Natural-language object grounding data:
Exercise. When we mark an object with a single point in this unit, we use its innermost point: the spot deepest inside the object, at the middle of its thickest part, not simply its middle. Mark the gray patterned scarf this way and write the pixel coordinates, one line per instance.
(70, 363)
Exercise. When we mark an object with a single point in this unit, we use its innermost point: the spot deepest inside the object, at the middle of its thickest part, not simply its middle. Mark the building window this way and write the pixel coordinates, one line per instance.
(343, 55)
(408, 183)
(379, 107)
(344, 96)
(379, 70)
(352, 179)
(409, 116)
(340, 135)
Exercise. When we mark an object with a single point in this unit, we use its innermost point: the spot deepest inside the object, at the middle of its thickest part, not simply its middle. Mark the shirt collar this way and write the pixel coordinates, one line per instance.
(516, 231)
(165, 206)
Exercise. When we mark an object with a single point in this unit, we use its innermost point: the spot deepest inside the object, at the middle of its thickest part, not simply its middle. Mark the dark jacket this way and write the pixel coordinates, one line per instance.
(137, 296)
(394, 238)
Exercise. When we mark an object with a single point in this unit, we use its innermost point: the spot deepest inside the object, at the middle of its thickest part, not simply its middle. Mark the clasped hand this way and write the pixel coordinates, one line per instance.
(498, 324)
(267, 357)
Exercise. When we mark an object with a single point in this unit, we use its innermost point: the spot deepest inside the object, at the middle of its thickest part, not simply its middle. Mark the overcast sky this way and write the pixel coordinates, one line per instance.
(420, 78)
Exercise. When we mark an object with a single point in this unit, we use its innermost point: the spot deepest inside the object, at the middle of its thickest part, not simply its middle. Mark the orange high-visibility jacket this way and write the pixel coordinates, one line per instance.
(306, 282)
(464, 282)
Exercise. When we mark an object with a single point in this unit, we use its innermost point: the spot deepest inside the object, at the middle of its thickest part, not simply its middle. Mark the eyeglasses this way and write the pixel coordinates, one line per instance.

Prompt
Could you reproduce every entry above exactly as written?

Solution to this task
Exercise. When we mark an object with a single point in this unit, we use its innermost point: the spot deepest inside the object, at the middle of its thickest part, not simply its middle. Mark the gray patterned scarf this way and write the pixel coordinates, one line per instance.
(70, 363)
Exercise. When we mark an object with a single point in this unit, we use its innermost point: the spot deepest inside the object, at the middle of its thickest part, not simply its middle. Mark the building window this way and write the pixel coordinates, one line per instance.
(343, 55)
(408, 183)
(379, 107)
(344, 96)
(379, 70)
(352, 179)
(409, 116)
(340, 135)
Exercise. When we mark an object with a single point in this unit, we use its innermost point: the spot deepest inside the object, at the middle of its thickest part, not simply its middle. Mark the shirt collar this way and write the pixel coordinates, one line per instance.
(516, 231)
(165, 206)
Exercise. When we mark an object with a single point in this unit, we use its innermost point: the spot deepest inside the object, at the middle of its thickest part, not simply its middle. Mark the dark jacket this way and write the pixel coordinates, one line per instance.
(137, 296)
(394, 238)
Exercise. When we mark an object with a single point in this unit, we use its innermost point: the spot deepest inside the object, at the middle of its thickest part, not simply its middle. Mark the clasped hand this way and write the pixel coordinates, one line per instance.
(498, 324)
(267, 357)
Exercise. When we mark an object with a single point in this unit, we use its innermost point: the spot deepest inside the object, at the middle of its thickest part, not simply its middle. Mark the overcast sky this way and write the pixel coordinates, one line per instance.
(420, 78)
Exercise. When we mark an object with a single point in this unit, we use its innermost point: the spot deepest inside the object, at the middle of its thickest part, not simply its middle. Mark the orange high-visibility jacket this way and write the pixel coordinates, one line per instance.
(306, 282)
(464, 282)
Exercise. When we mark an object with a single point in this unit, we use its innermost point: the spot deepest inside the object, at the middle of its thickest part, not simply its middle. Mark the eyeglasses this way and write the pixel coordinates, one line per instance.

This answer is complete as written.